-- Consigna 1 --
En el fragmento sobre Christopher John Rogers, ¿en qué año vio la luz por primera vez su marca homónima?
-- Consigna 2 --
Resume en forma de lista el párrafo del fragmento sobre Christopher John Rogers que empieza con "El cromatismo de sus prendas", conservando sus datos principales.
-- Consigna 3 --
Escribe la continuación del fragmento sobre el diseñador Christopher John Rogers a partir de su última oración.

-- Fragmento del documento --
------------------------------
Christopher John Rogers encuentra en volúmenes dramáticos y estampados coloristas una fórmula contra la tristeza.
El diseñador estadounidense CHRISTOPHER JOHN ROGERS ha dado con la fórmula contra la tristeza. Sus fuegos artificiales, en los que confluyen volúmenes dramáticos y estampados coloristas, han conseguido contagiar de alegría hasta al Capitolio.
El cromatismo de sus prendas proporcionó aún más optimismo al momento en que Kamala Harris, enfundada en un (ya icónico) conjunto de abrigo y vestido morado, prestó juramento para convertirse en la primera vicepresidenta de Estados Unidos, el pasado 20 de enero. Se trataba de un morado deslumbrante y especialmente simbólico, ya que apelaba al tono estandarte del feminismo, heredado de las primeras activistas por el derecho a voto de la mujer (las sufragistas de principios del siglo XX). En ese mismo instante, Christopher John Rogers, autor de aquel dos piezas, se convertía en un diseñador al que se debía seguir muy de cerca. Con tan solo 27 años, y galardonado con el CFDA / Vogue Fashion Fund 2019, Rogers es uno de los jóvenes creadores estadounidenses más prometedores del momento. Su marca homónima, que vio la luz por primera vez en 2016, concentra todo lo necesario para ver la moda como una infinita aventura: altas dosis de atrevimiento, una paleta cromática inagotable, volúmenes y mucho glamour.
------------------------------
-- Material proporcionado --
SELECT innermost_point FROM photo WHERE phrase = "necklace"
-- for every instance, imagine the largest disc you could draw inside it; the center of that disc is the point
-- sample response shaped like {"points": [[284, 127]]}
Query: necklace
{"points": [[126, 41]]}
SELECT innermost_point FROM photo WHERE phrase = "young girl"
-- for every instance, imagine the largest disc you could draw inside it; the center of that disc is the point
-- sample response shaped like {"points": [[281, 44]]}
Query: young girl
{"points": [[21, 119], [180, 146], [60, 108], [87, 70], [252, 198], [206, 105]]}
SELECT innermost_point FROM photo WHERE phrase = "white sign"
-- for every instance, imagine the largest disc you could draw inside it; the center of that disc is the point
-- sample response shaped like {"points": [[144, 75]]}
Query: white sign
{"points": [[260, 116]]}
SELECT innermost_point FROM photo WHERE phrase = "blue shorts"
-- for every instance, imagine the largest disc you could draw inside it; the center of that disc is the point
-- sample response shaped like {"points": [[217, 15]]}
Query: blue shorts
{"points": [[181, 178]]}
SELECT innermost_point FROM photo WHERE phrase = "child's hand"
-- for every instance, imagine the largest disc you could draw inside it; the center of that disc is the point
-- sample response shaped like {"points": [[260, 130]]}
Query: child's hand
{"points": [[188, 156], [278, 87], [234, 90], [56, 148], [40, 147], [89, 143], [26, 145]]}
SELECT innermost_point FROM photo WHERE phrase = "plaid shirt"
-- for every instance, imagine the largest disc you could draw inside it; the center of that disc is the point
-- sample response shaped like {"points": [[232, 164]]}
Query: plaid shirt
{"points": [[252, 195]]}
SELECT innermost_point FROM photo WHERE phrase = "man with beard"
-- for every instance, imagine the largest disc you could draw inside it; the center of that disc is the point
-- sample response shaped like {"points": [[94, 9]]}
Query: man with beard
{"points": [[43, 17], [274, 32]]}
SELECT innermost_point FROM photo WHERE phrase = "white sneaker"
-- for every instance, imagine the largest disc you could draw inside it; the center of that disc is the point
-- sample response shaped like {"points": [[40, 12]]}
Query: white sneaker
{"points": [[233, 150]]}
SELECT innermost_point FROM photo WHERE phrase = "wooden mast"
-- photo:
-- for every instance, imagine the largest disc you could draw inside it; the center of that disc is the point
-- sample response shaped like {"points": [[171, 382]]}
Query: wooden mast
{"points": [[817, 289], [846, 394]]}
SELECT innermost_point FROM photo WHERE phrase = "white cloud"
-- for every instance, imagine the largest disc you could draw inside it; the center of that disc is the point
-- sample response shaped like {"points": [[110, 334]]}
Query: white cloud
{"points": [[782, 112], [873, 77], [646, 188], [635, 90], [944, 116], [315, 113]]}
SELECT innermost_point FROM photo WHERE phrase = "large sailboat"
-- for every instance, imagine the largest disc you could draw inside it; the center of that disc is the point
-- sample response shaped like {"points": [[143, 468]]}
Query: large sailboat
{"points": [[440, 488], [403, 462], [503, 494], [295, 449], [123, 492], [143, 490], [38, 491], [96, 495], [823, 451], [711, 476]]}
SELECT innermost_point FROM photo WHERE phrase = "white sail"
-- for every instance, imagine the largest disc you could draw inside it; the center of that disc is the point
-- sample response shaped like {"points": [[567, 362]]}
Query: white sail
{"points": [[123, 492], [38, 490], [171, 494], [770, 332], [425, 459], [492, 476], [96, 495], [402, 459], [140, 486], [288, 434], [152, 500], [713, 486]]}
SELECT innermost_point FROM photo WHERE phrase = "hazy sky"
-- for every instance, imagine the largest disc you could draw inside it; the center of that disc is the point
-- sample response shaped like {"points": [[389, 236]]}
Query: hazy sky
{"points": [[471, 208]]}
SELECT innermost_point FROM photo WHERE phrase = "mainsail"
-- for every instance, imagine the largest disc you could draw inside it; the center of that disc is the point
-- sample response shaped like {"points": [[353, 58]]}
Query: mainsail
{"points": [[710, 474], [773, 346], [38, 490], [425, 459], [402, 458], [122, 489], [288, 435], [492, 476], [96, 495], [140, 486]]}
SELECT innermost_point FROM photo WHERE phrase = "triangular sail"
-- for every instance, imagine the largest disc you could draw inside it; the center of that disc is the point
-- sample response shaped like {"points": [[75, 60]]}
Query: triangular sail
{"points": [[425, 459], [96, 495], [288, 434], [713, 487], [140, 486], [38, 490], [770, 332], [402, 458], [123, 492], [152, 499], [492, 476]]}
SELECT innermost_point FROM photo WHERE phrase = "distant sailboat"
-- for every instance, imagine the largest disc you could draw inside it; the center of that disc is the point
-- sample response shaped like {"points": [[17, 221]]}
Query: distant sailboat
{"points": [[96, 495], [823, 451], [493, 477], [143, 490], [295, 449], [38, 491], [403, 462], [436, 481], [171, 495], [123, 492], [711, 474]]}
------------------------------
-- Respuesta escrita 1 --
En 2016.

-- Respuesta escrita 2 --
- Kamala Harris juró el cargo como primera vicepresidenta de Estados Unidos el 20 de enero con un conjunto de abrigo y vestido morado.
- Ese morado era simbólico: es el color insignia del feminismo, heredado de las sufragistas de principios del siglo XX.
- El autor de aquel dos piezas, Christopher John Rogers, se convirtió entonces en un diseñador al que seguir de cerca.
- Tiene 27 años, ganó el CFDA / Vogue Fashion Fund 2019 y es uno de los jóvenes creadores estadounidenses más prometedores.
- Su marca homónima nació en 2016 y reúne atrevimiento, una paleta cromática inagotable, volúmenes y mucho glamour.

-- Respuesta escrita 3 --
Nacido en Baton Rouge (Luisiana), Christopher John Rogers es, en realidad, un diseñador autodidacta que aprendió a captar el sentido del detalle, de la prenda y, sobre todo, del color en los bancos de la iglesia bautista a la que iba cada semana. Atraído por los trajes que vestía su abuela para asistir al oficio religioso (conjuntos de lana de seda coordinados en monocromía con sombreros, medias y guantes con plumas), decidió, impulsado por ella, apuntarse al programa artístico de su escuela, donde profundizó su amor por el arte –con una preferencia por Gauguin– y el dibujo.
El norteamericano empezó creando ropa para sus personajes favoritos de cómic, sirviéndose de retales y restos que
encontraba por ahí, al tiempo que exploraba su visión creativa y su sentido de la experimentación, que luego se transformaría en marca inconfundible de la casa. Lo suyo no es el minimalismo ni caminar por el mundo de la moda con perfil bajo.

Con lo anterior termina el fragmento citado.